__Problem set__.
1) Answer these questions using the routing comments below, one answer per line, marked to match:
(a) Under what section heading does the quoted draft line appear?
(b) What did the writer decide to begin with?
(c) When is subnetwork-level routing not needed?
2) Summarize the routing comments below in two sentences.
3) According to the routing comments below, why did the writer start with comments on the actual text? Answer in one to three sentences.

__Passage shown__.

Allison Mankin wrote:

From Alex Zinin:
I didn't know how to formulate my concerns at first, because it
appeared that in addition to being not quite correct in some places,
the discussion in text actually goes in a wrong direction, and
touches on some seemingly irrelevant points without discussing those
that should have been.

So, I decided to start with comments on the actual text and then
move to the meta question...

> 17 Routing
> > Many subnetworks provide their own internal routing mechanisms.

The text should probably say why some do and some don't. E.g., if a
subnetwork technology can be used to construct a multi-node network,
where internal nodes do not run IP, and where the network is
self-contained and can be used for service independent from IP
routing, then subnetwork-level routing function is usually provided
(FR, ATM, Ethernet bridging and STP). If the technology is primarily
used for single-hop packet framing among IP nodes, subnetwork-level
routing is not needed.

__Material provided__.

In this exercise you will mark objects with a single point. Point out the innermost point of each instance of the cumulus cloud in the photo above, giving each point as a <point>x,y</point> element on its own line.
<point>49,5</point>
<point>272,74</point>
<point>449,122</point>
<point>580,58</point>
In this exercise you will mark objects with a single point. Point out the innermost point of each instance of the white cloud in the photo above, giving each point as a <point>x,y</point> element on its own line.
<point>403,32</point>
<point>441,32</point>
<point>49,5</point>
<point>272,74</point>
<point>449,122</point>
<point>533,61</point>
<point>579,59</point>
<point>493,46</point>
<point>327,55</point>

__Solutions per task__.
1)
(a) 17 Routing.
(b) Comments on the actual text, before moving to the meta question.
(c) When the technology is primarily used for single-hop packet framing among IP nodes.

2) The writer found the draft partly incorrect, heading in a wrong direction, and dwelling on seemingly irrelevant points while skipping ones that should have been covered, so chose to comment on the text first and then turn to the meta question. On the draft's statement that many subnetworks provide internal routing, the writer says the text should explain why some do and some don't: technologies that build self-contained multi-node networks whose internal nodes do not run IP usually provide subnetwork-level routing, while those used mainly for single-hop packet framing among IP nodes do not need it.

3) At first the writer did not know how to put the concerns into words. The text seemed not quite correct in places, went in a wrong direction, and touched on seemingly irrelevant points while leaving out ones that should have been discussed. The writer therefore began with comments on the text itself, planning to move to the meta question afterward.